> [EXTRACT PROVIDED]

- - -

Last month's devastating floods could mean an uptick in the West Baton Rouge housing market if flood victims look to replant roots on drier land.
Housing experts have said there will be population shifts as folks who lost their homes look to buy new ones in neighborhoods that didn't flood, and West Baton Rouge Parish President Riley "Pee Wee" Berthelot said that could likely put his parish on top of a lot of people's lists.
Last week’s devastating south Louisiana floods, which have forced tens of thousands of peopl…
"It's no guarantee, but I'm thinking we should," Berthelot said. "There's this perception, when you look at maps showing flooding, that we hardly got hit."
Berthelot's executive assistant, Jason Manola, added, "We had some sporadic flooding but nothing like you saw over in other parishes where you could literally paint a brush over entire areas."
Only 40 homes in West Baton Rouge sustained flood damage.
Berthelot suspects things remained relatively drier on the west side of the Mississippi River because of a good drainage system and its geographic location.
"We don't take a lot of water the other parishes do because we're kind of isolated. So water doesn't travel the way it did over in Ascension and Livingston," Berthelot explained. "And any flood water up north from the Pointe Coupee Parish and False River area pretty much dumps into several bayous and big canals, which flushes it out before it hits us."
So, could the parish's lucky outcome in the historic floods entice flood-fatigued victims to migrate into West Baton Rouge? Berthelot seems to think so.

- - -

> [WRITTEN INSTRUCTION]
Render the sentence "Only 40 homes in West Baton Rouge sustained flood damage." from the article on West Baton Rouge flooding into Spanish.

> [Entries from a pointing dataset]
- - -

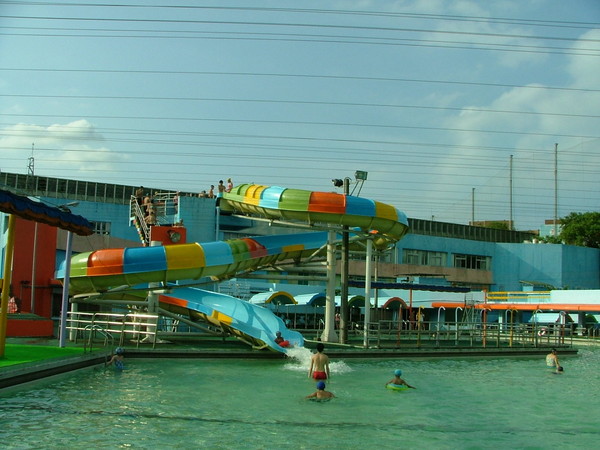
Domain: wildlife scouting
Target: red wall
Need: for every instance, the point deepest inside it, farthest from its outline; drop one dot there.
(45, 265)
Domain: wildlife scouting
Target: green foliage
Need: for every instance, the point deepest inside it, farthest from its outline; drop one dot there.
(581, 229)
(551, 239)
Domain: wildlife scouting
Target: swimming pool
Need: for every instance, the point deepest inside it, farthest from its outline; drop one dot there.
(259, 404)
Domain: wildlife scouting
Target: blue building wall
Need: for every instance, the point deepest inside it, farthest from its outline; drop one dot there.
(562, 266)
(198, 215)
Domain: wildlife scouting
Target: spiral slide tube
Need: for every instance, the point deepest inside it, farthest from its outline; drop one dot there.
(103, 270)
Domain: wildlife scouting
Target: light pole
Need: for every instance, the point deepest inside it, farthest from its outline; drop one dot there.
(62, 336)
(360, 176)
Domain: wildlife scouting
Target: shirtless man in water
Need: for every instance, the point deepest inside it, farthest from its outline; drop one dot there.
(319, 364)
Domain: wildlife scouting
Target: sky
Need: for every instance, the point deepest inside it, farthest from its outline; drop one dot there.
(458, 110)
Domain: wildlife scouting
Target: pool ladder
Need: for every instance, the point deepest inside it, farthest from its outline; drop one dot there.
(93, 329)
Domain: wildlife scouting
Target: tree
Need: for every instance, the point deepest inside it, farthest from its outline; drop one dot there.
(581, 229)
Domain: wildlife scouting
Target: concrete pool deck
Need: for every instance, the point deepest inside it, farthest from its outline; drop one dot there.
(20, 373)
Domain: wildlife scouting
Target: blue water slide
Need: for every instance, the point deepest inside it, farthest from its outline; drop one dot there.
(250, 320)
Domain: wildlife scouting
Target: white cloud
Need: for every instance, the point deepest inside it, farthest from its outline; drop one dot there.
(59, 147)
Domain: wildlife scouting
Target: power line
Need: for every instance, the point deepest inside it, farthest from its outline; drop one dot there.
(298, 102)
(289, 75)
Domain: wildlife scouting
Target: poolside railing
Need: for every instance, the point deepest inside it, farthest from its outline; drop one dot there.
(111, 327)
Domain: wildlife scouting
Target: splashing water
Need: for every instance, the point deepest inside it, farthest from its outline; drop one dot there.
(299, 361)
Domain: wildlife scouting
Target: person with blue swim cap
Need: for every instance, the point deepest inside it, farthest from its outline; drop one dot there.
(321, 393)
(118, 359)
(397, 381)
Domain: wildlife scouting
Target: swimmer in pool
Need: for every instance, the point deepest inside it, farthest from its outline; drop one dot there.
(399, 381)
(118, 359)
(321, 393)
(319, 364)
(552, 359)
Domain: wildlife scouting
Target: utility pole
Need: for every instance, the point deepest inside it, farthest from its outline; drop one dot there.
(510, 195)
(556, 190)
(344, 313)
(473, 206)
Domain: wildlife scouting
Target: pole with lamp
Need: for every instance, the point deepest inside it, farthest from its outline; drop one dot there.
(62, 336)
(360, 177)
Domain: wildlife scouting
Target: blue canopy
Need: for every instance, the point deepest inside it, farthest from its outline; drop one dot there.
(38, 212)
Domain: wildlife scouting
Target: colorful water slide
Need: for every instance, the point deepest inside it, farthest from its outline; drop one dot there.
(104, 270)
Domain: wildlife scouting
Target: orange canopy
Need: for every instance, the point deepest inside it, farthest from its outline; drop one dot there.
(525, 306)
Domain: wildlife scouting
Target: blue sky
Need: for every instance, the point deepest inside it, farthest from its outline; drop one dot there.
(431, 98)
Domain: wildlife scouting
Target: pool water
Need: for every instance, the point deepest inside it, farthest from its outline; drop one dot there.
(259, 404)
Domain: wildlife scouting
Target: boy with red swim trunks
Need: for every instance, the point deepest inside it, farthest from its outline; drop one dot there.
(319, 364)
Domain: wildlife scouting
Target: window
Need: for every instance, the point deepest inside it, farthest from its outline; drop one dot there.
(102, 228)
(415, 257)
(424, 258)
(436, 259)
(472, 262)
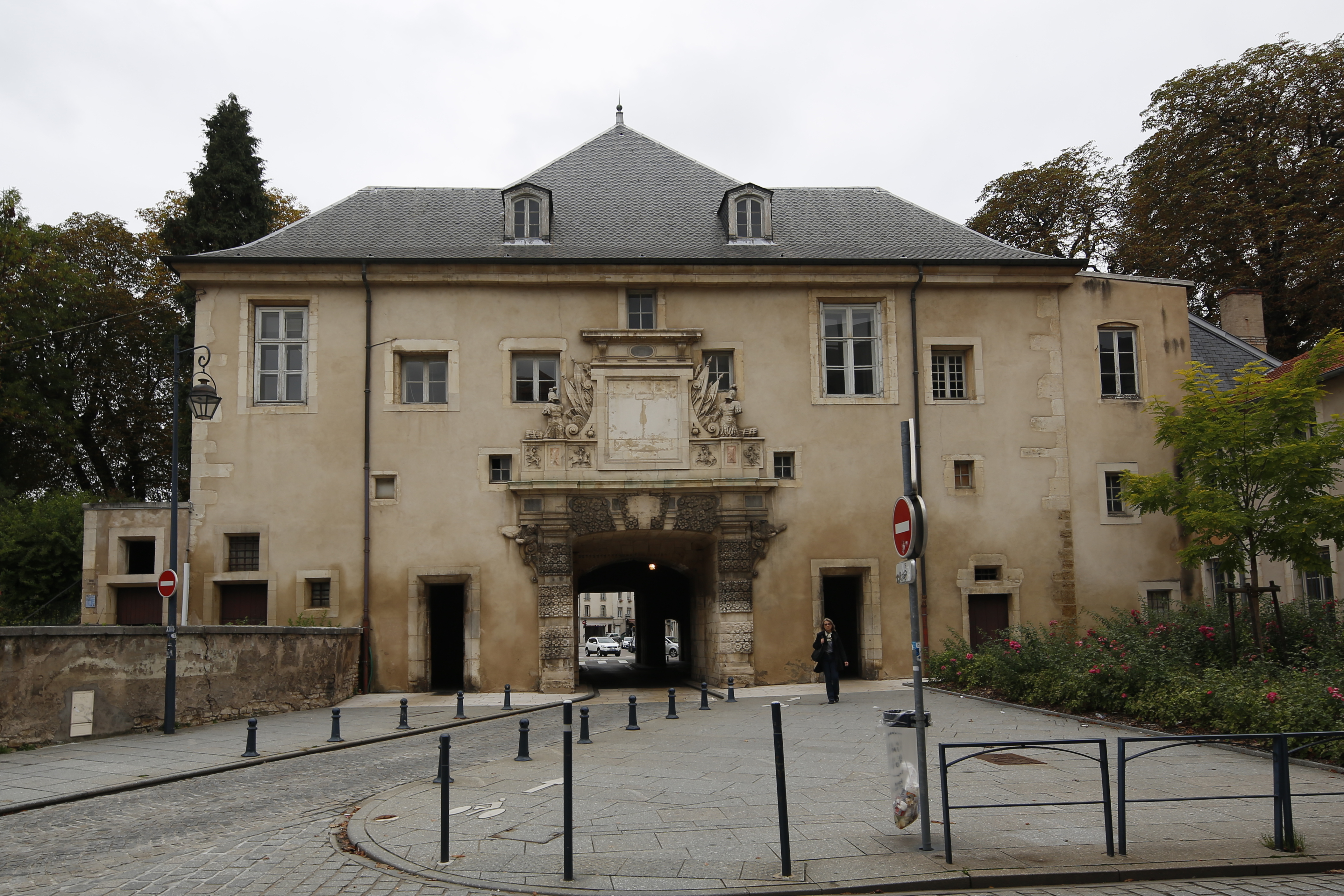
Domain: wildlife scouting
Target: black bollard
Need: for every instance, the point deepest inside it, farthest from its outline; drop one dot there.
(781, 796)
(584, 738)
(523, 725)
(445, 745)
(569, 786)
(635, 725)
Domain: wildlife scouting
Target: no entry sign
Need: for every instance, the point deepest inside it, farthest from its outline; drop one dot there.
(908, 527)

- - -

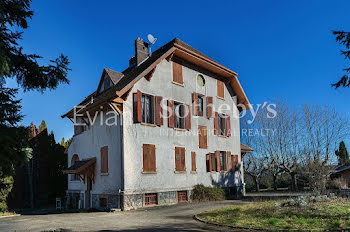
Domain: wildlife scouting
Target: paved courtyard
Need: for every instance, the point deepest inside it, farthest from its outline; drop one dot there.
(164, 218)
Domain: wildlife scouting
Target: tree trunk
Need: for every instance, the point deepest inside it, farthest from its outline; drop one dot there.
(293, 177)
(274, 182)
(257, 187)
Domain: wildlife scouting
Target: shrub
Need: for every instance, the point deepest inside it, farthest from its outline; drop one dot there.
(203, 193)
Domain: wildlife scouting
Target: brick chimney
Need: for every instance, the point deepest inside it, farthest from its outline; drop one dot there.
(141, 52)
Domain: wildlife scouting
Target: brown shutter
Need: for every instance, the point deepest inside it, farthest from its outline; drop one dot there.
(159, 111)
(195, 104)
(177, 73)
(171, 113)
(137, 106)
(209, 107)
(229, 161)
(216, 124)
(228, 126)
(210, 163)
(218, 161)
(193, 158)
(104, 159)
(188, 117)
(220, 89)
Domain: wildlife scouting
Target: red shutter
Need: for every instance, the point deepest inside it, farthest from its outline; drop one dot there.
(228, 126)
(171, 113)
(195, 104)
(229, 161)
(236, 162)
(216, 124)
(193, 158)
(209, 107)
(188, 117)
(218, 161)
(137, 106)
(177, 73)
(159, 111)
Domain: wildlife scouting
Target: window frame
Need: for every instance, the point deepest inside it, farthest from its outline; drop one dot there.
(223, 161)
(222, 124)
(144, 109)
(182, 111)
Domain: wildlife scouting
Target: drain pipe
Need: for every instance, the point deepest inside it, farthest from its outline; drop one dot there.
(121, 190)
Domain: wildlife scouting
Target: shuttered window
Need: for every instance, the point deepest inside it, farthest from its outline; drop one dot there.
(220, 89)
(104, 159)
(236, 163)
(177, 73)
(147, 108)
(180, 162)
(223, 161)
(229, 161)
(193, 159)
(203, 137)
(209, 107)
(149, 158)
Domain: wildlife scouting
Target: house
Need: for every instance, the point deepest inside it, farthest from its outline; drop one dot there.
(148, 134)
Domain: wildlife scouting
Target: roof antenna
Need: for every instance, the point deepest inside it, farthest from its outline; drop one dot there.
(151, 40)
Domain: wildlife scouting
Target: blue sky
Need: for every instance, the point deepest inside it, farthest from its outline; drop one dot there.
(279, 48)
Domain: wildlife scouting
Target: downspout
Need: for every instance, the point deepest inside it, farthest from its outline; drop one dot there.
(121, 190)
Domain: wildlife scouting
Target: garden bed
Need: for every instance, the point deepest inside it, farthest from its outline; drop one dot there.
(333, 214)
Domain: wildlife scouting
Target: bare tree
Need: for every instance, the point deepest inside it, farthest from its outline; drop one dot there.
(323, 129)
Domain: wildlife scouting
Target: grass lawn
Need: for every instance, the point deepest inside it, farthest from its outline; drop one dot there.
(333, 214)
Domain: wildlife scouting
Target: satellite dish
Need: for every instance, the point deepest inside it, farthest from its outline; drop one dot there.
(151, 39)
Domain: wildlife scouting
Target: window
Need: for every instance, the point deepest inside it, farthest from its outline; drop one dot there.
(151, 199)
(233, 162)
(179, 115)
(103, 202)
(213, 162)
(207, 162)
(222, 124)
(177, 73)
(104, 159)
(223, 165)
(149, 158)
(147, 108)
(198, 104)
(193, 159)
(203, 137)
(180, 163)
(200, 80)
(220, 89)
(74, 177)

- - -

> [OUTPUT BELOW]
Solo 40 viviendas en West Baton Rouge sufrieron daños por las inundaciones.